-- What this task involves --
Which lines in the entries below contain the string "segment"? Pick out each of those lines and copy it in full.
**** Data rows ****
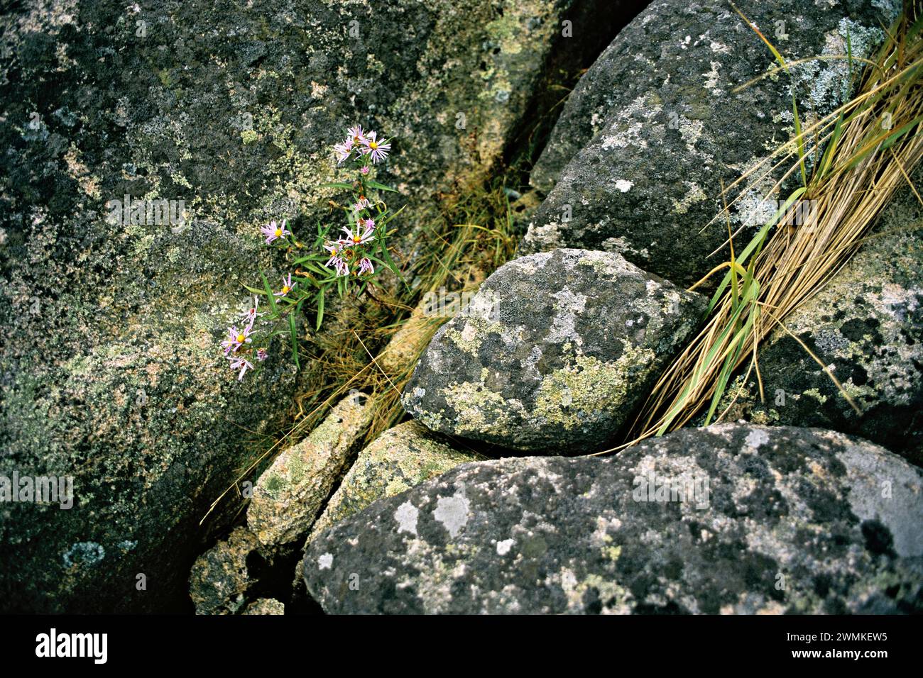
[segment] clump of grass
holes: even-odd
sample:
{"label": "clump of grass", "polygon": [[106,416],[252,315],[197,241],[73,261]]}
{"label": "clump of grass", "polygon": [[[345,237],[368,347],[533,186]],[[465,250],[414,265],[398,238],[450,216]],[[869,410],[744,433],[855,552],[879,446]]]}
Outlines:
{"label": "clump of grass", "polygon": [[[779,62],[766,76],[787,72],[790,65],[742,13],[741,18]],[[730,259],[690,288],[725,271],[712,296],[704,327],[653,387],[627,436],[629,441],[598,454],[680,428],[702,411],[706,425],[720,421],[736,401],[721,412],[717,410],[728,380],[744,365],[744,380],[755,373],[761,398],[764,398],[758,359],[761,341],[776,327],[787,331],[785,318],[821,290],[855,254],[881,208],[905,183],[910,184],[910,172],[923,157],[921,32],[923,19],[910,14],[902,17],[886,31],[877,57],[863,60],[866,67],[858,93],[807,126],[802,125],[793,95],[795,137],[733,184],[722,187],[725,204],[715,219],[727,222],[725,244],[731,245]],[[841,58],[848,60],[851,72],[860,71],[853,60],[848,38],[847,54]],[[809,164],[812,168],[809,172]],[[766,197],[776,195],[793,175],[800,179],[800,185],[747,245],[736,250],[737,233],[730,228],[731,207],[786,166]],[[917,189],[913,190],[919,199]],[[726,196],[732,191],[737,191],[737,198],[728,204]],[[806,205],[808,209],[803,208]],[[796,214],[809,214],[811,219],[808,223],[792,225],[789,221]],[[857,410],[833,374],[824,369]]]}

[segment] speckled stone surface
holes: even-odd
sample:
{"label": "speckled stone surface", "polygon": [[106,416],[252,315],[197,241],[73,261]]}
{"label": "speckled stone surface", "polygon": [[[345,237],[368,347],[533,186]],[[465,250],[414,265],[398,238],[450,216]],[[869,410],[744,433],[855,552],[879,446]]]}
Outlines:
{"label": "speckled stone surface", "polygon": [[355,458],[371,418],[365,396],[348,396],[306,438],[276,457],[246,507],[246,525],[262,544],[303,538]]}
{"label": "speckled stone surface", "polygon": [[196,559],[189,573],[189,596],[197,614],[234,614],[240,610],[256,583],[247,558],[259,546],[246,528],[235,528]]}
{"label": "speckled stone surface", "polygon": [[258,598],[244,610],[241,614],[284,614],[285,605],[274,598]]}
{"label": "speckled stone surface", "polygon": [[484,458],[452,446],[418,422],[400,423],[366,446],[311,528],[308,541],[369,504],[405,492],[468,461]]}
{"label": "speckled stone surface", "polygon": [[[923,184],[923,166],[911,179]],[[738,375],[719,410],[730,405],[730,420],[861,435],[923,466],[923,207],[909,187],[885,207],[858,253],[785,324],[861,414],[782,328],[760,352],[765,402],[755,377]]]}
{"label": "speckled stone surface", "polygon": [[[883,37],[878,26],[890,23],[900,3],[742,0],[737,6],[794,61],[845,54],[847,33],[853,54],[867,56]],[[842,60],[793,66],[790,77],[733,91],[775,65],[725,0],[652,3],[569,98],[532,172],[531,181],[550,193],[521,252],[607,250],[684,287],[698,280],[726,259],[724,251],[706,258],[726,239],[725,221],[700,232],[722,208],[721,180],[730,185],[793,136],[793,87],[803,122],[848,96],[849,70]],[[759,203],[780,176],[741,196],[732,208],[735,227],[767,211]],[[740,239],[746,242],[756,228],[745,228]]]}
****
-- Exercise result --
[segment] clump of grass
[segment] speckled stone surface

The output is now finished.